Your objective =>
Starting with the line containing "of the tree" and going on through the line containing "the car window", return the lines of the data below exactly, and only those.

Raw data =>

=-=-=

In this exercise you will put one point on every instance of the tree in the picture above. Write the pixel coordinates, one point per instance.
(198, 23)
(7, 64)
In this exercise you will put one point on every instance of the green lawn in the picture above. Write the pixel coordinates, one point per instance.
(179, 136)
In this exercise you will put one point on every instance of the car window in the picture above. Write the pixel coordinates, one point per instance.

=-=-=

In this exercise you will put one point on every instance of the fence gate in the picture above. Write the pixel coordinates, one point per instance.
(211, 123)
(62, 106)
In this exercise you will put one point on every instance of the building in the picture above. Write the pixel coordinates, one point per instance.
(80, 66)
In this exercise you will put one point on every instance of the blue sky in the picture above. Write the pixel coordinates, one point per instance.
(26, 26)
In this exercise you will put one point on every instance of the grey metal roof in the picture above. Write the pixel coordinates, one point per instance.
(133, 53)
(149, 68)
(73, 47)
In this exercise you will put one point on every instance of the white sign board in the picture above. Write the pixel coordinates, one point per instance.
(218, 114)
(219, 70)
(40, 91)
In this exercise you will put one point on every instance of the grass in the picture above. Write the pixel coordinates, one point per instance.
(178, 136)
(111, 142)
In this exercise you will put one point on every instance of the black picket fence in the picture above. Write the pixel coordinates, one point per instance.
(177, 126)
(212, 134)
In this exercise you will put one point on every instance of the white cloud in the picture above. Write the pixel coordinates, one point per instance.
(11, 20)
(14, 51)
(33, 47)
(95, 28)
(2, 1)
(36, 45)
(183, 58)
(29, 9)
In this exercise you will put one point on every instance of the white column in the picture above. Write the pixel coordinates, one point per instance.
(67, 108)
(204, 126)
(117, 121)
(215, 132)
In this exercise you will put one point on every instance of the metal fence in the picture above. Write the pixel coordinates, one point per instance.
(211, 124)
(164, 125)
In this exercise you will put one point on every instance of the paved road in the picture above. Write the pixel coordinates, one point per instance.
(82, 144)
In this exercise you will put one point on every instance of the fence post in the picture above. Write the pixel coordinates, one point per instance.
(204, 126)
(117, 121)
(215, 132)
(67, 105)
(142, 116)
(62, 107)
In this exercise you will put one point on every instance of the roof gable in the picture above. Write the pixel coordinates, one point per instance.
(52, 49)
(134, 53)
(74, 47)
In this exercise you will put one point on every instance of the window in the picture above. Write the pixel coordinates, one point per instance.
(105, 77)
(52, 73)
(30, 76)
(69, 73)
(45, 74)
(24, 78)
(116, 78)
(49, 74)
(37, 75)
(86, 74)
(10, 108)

=-=-=

Result below =>
In this exercise you will put one point on every instance of the tree in the picture above. Write the pixel coordinates, one point per instance.
(198, 23)
(7, 64)
In this exercise you will put one point on every instance of the green lawn in the picture above. Write the pixel coordinates, one point per instance.
(179, 136)
In this exercise you will put one point on every instance of the car window in the picture above. Write the pixel coordinates, one point per instance.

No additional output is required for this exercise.